Copy the lines starting at the one that contains "pane and report the pixel coordinates." and ending with the last of the items, substituting "guesthouse" for "villa" and keeping all else unchanged.

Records
>>

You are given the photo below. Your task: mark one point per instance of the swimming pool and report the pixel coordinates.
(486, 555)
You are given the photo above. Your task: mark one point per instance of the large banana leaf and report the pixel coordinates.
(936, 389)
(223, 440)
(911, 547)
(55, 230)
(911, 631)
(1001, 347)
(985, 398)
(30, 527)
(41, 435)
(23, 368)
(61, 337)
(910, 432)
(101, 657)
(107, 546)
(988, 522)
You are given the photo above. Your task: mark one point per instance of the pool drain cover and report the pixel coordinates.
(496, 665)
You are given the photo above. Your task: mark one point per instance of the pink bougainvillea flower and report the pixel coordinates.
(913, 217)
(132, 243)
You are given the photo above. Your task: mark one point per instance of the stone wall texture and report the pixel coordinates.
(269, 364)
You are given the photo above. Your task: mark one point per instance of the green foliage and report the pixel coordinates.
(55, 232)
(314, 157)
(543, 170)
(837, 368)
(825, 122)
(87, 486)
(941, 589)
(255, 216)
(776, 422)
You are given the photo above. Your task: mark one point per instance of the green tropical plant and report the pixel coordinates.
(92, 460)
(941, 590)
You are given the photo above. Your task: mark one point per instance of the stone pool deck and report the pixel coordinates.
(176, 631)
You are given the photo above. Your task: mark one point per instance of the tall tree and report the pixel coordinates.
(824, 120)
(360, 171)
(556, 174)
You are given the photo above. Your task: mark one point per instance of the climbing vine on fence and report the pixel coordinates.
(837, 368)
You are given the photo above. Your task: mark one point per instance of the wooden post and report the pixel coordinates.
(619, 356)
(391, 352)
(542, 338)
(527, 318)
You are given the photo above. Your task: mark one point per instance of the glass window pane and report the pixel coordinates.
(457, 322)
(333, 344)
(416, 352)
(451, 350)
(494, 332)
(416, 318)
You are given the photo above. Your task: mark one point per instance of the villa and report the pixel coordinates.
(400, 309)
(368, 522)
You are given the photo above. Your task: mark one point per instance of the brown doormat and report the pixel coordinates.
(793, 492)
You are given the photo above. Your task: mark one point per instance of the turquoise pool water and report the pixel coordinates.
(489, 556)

<<

> Reply
You are given the photo above. Your task: mark one point per instance of the glass window pane and report the pixel coordinates.
(457, 322)
(333, 344)
(416, 352)
(451, 350)
(494, 332)
(416, 318)
You are given the photo above. Your task: mark one point per instance of the guesthouse and report the pixel coordinates.
(400, 309)
(368, 522)
You are given the photo above. Your task: mark one point per instance of the brown doormat and report the pixel coordinates.
(793, 492)
You are given the photo above. Your task: mark one point per instance of the turquoise pool water and report the pixel coordinates.
(489, 556)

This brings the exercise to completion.